### REQUEST 1
In the album review of The Fragile, which three bands does the reviewer recommend to a reader who still needs convincing that rock is doing fine?
### REQUEST 2
Reproduce the passage of the album review from "In the time" to "it all wrong.", without any alteration.
### REQUEST 3
Write the next portion of the review of The Fragile, beginning after its final sentence.

— Start of SOURCE —

The Fragile (Nothing/Interscope)
What's all this about "saving music?" Certain other publications (like, all of 'em) have called for Nine Inch Nails to do just that, and have put great stake in The Fragile. But who said that music these days needs saving? If you think rock'n'roll is lagging or out of breath, check out almost any of Jon Sarre's reviews (go ahead, turn the page, I'll be here when you get back). Still need convincing? Listen to The Refused, Firewater, or the London Suede. Rock's doing just fine, thanks. Oh, wait... I know, let's rephrase. "NIN needs to release a new album, so all the rip-off artists who convince big name record labels to spend too much money on too little decent product can get 'inspiration' for their next weak carbon copy of an album." To break it down: "We need something new to steal." It's not rock that's suffering, it's radio that blows chunks. When Barenaked Ladies and Sevendust can be lumped together as a genre, even Don Ho could figure out something's wrong. So everyone turns to Reznor like moths to a flame. But guess what? He's a few years too late.
In the time NIN's been away, some weird shit has gone down. Hardcore drummers have gotten bored playing the same damn beat ("dukka-dukka-dukka-dukka") and realized hip hop has a totally bad-ass sound, while producers and talent scouts (read: "muck suckers") woke up to realize that hip hop is scarier than those empty-threat death metal bands. Ditto with that guy who took up so much of Trent's time in the first place trying to reanimate glam rock. Thus the "nü metal" we keep hearing so much about (by the way, check the archives for the Korn reviews we've done. Just because a band's popular doesn't mean we automatically hate them. Or does it?). Anyway, Trent's come back to the scene to find his guitar sounds co-opted, his beats carjacked, and his lyrics... well, at least he got to keep something. Only thing is, they got it all wrong.

— End of SOURCE —
— Start of RECORDED DATA —

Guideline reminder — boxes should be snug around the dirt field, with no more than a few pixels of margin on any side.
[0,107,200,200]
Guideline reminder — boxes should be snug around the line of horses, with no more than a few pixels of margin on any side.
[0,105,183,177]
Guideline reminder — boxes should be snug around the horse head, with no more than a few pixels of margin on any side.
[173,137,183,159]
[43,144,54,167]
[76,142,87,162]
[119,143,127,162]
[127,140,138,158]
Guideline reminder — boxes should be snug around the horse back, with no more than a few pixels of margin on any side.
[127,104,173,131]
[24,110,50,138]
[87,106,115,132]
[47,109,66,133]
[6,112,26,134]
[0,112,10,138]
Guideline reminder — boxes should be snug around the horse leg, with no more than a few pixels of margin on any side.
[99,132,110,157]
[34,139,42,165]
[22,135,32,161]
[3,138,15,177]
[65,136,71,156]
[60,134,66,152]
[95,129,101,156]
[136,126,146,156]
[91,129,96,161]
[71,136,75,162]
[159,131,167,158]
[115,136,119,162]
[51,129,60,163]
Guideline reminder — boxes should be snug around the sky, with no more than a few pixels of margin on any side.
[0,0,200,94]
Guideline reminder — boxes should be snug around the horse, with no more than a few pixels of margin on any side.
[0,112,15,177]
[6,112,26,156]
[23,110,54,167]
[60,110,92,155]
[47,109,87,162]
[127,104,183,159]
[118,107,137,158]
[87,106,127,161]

— End of RECORDED DATA —

### EXERCISE ANSWER 1
The Refused, Firewater, and the London Suede.

### EXERCISE ANSWER 2
In the time NIN's been away, some weird shit has gone down. Hardcore drummers have gotten bored playing the same damn beat ("dukka-dukka-dukka-dukka") and realized hip hop has a totally bad-ass sound, while producers and talent scouts (read: "muck suckers") woke up to realize that hip hop is scarier than those empty-threat death metal bands. Ditto with that guy who took up so much of Trent's time in the first place trying to reanimate glam rock. Thus the "nü metal" we keep hearing so much about (by the way, check the archives for the Korn reviews we've done. Just because a band's popular doesn't mean we automatically hate them. Or does it?). Anyway, Trent's come back to the scene to find his guitar sounds co-opted, his beats carjacked, and his lyrics... well, at least he got to keep something. Only thing is, they got it all wrong.

### EXERCISE ANSWER 3
Remember a few years back when Trent said he was going to make The Fragile more hip hop? Yeah, well I do. Shut up. That was before all this other crap got off the ground, and it appears Trent actually paid attention. Here's the quintessential hip hop beat: Big downbeat, space, backbeat, space, then a whole lotta little stuff at the end - like the whole phrase got tipped to one side and all the beats piled up at one end. It's not ripping off James Brown's "Funky Drummer" riff anymore, which is what nü metal is doing. Listen to "Even Deeper" on disc one. At first, it sounds like familiar Nails stuff, but the beats man, the beats. They wake up Trent's guitars (not powerchords, by the way - nü metal's second mistake) and add a menacing undertone to an already creepy song. Try "Where is Everybody?" on disc two. It has the "phat" bass, heavy beats, and even a sweet (term used loosely) chorus behind his shout-raps. But ultimately, just like when his Broken and Fixed albums came along to show hardcore industrial how it's really done, "No, You Don't" sits nü metal down and gives it a good scolding. Ultimately unnecessary, but sometimes it's fun to pick on the village idiot(s).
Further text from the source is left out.